Individua nelle voci qui sotto ogni riga che contiene la parola "ridge" e trascrivila.

----------

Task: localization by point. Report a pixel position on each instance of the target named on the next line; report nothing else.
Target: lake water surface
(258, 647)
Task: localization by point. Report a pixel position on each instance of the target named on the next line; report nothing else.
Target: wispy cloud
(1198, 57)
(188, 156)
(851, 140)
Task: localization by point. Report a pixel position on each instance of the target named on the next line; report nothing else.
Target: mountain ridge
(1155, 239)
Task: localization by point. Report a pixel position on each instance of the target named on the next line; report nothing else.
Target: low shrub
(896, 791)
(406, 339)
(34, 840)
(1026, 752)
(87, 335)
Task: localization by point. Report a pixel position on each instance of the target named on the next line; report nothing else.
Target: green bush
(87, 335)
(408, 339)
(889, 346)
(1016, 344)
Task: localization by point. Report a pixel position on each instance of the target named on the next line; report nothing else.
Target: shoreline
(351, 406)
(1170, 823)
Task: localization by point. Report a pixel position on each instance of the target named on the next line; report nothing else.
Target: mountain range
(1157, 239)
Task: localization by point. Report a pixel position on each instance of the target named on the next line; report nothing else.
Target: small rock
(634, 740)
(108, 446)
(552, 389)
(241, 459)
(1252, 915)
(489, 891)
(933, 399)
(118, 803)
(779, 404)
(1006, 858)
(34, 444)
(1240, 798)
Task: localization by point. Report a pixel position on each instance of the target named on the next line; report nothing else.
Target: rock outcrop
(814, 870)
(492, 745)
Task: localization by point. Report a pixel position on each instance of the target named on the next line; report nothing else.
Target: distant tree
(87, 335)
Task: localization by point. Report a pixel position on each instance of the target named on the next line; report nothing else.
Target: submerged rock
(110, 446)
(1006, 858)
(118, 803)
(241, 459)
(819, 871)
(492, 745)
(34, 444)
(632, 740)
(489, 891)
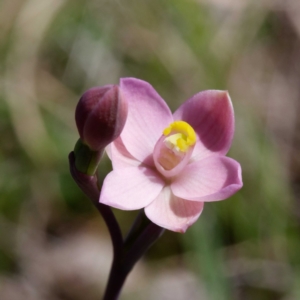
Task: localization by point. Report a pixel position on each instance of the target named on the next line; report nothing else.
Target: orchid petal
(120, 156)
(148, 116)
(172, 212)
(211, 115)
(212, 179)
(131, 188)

----------

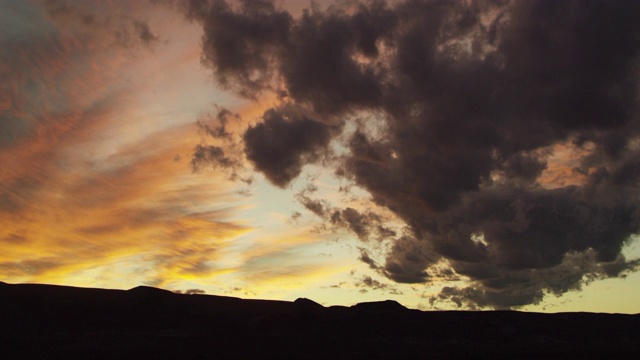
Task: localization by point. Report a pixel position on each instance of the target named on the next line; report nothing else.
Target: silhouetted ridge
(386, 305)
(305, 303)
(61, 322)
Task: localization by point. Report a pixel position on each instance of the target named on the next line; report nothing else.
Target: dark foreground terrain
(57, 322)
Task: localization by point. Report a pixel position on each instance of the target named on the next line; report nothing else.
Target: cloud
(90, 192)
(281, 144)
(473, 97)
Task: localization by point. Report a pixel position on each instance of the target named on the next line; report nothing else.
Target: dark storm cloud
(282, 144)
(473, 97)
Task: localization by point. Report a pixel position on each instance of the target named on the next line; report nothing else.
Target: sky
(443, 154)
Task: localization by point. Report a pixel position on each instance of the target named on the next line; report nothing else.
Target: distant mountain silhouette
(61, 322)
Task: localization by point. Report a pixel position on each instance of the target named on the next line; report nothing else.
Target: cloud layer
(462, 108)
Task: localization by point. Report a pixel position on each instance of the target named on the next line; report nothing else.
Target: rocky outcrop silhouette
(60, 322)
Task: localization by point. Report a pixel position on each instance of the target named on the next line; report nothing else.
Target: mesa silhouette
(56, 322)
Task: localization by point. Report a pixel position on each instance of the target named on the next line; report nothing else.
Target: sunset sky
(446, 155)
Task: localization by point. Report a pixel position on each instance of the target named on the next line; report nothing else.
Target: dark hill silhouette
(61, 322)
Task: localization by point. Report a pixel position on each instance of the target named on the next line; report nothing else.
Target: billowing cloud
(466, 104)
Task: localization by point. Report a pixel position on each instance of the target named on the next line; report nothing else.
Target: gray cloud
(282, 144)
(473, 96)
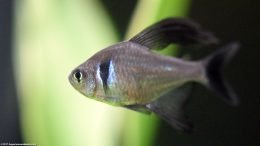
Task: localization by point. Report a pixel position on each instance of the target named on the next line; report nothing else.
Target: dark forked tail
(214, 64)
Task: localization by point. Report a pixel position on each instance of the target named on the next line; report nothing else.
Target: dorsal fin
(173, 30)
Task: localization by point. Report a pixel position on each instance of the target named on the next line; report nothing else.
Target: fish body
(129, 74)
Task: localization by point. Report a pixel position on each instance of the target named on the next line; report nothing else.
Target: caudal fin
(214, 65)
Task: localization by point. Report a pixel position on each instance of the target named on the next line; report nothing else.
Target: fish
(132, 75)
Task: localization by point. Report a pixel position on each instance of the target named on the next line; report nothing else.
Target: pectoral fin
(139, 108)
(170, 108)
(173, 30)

----------

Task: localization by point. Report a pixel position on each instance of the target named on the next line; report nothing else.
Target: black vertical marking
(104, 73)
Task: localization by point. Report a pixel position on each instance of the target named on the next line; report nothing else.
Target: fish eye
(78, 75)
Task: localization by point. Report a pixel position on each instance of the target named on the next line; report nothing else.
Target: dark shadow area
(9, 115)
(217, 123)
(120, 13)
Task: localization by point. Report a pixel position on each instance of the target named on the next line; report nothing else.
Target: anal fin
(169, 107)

----------

■ **Soluzione**
Target: mountain ridge
Target: silhouetted ridge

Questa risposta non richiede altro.